Supplied information
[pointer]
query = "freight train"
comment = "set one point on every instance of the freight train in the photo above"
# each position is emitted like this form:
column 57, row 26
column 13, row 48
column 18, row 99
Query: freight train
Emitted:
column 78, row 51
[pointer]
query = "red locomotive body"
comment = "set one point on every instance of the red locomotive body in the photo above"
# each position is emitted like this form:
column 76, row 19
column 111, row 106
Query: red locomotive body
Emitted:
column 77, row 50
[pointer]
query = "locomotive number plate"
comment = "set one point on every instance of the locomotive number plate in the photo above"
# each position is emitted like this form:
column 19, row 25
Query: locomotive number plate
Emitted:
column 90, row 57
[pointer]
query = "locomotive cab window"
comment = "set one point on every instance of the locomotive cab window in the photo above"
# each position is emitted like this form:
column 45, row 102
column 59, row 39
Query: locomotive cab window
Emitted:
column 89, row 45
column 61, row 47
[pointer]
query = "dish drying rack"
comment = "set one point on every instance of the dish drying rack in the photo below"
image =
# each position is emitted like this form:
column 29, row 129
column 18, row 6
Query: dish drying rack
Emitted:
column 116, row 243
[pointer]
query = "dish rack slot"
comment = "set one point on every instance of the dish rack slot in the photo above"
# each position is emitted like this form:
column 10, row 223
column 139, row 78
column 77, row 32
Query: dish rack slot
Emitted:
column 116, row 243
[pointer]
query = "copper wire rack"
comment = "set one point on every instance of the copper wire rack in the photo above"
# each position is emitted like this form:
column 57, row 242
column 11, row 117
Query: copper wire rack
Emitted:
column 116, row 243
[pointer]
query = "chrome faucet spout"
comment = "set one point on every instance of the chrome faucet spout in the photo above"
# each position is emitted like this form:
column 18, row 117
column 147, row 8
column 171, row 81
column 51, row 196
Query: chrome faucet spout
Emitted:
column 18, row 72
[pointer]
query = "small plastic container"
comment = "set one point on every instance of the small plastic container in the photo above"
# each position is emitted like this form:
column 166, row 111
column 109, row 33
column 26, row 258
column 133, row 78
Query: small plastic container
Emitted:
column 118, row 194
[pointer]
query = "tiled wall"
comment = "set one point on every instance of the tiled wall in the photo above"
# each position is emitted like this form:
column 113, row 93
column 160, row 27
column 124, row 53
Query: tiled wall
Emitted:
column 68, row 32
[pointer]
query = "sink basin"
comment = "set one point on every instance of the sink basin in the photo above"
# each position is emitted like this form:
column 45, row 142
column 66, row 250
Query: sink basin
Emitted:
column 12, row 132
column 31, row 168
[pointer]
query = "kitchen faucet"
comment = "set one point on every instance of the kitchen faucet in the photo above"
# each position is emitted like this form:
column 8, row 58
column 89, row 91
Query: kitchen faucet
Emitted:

Task
Please reproduce each line above exactly as written.

Response for this exercise
[pointer]
query = "freight train"
comment = "set one point on every instance of the freight train in the photo above"
# each position is emitted like this form:
column 57, row 26
column 13, row 48
column 18, row 99
Query: freight train
Emitted:
column 78, row 51
[pointer]
query = "red locomotive body"
comment = "set one point on every instance of the red locomotive body in the photo above"
# each position is emitted like this form:
column 76, row 19
column 111, row 106
Query: red locomotive body
Emitted:
column 77, row 50
[pointer]
query = "locomotive number plate"
comment = "set one point on every instance of the locomotive number plate in the photo above"
# each position is emitted like this form:
column 19, row 25
Query: locomotive number plate
Emitted:
column 90, row 57
[pointer]
query = "locomotive cab window"
comment = "set one point on every instance of the locomotive cab window in the photo above"
# each position is emitted like this form:
column 45, row 102
column 59, row 39
Query: locomotive cab window
Emitted:
column 89, row 45
column 61, row 47
[pointer]
query = "dish drying rack"
comment = "set one point on every instance of the dish drying rack in the photo below"
image =
# each position is emitted like this form:
column 29, row 129
column 18, row 6
Query: dish drying rack
Emitted:
column 116, row 243
[pointer]
query = "dish rack slot"
comment = "set one point on every instance of the dish rack slot in the photo above"
# each position is emitted like this form:
column 10, row 223
column 139, row 78
column 77, row 32
Query: dish rack slot
Emitted:
column 116, row 243
[pointer]
query = "copper wire rack"
comment = "set one point on every instance of the copper wire rack in the photo above"
# each position is emitted like this form:
column 57, row 242
column 11, row 117
Query: copper wire rack
Emitted:
column 116, row 243
[pointer]
query = "chrome faucet spout"
comment = "set one point on every instance of the chrome faucet spout in the photo above"
# each position is emitted like this form:
column 18, row 117
column 147, row 8
column 171, row 81
column 51, row 196
Query: chrome faucet spout
Emitted:
column 18, row 72
[pointer]
query = "small plastic container"
comment = "set one point on every instance of the small plastic container in the photo above"
# each position is emitted like this form:
column 166, row 111
column 109, row 33
column 26, row 258
column 133, row 78
Query: small plastic container
Emitted:
column 118, row 194
[pointer]
query = "tiled wall"
comment = "set one point on every instance of the tiled wall in the photo above"
# each position is emitted like this form:
column 113, row 93
column 160, row 27
column 124, row 53
Query: tiled wall
Emitted:
column 68, row 32
[pointer]
query = "sink basin"
comment = "set one point on every instance of the sink basin in the photo above"
# each position is emitted like this form:
column 45, row 142
column 66, row 250
Query: sink basin
Emitted:
column 12, row 132
column 31, row 168
[pointer]
query = "kitchen faucet"
comment = "set one point on every instance of the kitchen faucet in the photo above"
# each position is emitted like this form:
column 8, row 58
column 89, row 91
Query: kitchen faucet
Emitted:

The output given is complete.